■ **Study text**:

Retrofit, a year-old start-up formerly known as Strong Suit Wellness, announced an $8 million round of funding this week. The startup combines health tracking technologies with personalized instruction from trainers to deliver a managed weight loss action plan. Over the course of 12 months, customers can pay $259 a month for a program that aims to help them lose 10 percent of their body weight or $349 a month to lose 15 percent. The monthly fees include a Withings wireless weight tracking scale, a Fitbit activity tracker and weekly Skype sessions with a dietician, a behavior coach, and an exercise physiologist. The coaches will use the tracking data to help them tailor the weight loss plan for that particular customer.

The funding leader for the $8 million round of series A financing was Draper Fisher Jurvetson, a venture capital firm with investments in a number of companies, including Epocrates. DFJ contributed $6 million to the round. Other new investors were Correlation Ventures and Hyde Park Angels, with existing contributors New World Ventures and I2A fund also chipping in. This raise brings Retrofit up to $10.7 million in total funding, which they’ll use to continue to develop the service and for acquiring new customers. The company currently has 80 full time employees and claims that 90 percent of their users are losing weight.

■ **What to do**:
a. In the Retrofit article, how much did Draper Fisher Jurvetson contribute to the funding round?
b. Rewrite the part of the Retrofit article starting with "Retrofit, a year-old" and going on through "that particular customer.", with "dietician" changed to "nutritionist".
The listing that comes next has no connection to the Retrofit article.

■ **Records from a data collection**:
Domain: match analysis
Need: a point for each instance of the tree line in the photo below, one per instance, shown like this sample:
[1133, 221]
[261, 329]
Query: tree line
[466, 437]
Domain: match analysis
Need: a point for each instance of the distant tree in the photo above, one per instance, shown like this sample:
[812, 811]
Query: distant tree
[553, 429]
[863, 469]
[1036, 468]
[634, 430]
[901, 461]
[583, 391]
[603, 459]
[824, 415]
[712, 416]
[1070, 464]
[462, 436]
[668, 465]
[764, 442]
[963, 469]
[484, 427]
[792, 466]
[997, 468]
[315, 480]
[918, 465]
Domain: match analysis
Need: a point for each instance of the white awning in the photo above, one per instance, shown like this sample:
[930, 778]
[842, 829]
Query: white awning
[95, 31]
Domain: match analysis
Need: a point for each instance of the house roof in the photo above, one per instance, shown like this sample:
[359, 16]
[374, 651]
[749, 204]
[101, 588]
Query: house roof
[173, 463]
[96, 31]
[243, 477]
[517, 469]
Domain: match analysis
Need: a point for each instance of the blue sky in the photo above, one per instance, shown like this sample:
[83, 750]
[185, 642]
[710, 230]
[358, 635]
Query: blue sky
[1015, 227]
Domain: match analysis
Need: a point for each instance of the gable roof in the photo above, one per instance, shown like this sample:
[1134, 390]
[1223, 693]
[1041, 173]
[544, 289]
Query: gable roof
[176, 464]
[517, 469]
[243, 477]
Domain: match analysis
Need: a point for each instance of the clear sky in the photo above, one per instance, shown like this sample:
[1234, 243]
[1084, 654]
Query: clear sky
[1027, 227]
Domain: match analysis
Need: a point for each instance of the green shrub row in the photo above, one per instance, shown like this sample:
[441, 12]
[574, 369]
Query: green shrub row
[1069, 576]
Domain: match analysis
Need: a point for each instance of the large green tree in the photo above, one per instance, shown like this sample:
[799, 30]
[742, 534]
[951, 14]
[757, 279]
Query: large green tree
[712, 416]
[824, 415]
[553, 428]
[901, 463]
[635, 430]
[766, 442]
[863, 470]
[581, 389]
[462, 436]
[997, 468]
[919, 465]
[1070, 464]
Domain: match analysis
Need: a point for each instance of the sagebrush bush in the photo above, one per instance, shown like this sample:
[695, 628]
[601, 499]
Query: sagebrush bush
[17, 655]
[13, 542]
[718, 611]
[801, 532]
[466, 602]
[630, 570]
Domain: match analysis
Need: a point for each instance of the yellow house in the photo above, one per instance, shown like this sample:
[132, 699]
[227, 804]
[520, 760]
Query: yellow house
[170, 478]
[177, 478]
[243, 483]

■ **Responses per task**:
a. $6 million

b.
Retrofit, a year-old start-up formerly known as Strong Suit Wellness, announced an $8 million round of funding this week. The startup combines health tracking technologies with personalized instruction from trainers to deliver a managed weight loss action plan. Over the course of 12 months, customers can pay $259 a month for a program that aims to help them lose 10 percent of their body weight or $349 a month to lose 15 percent. The monthly fees include a Withings wireless weight tracking scale, a Fitbit activity tracker and weekly Skype sessions with a nutritionist, a behavior coach, and an exercise physiologist. The coaches will use the tracking data to help them tailor the weight loss plan for that particular customer.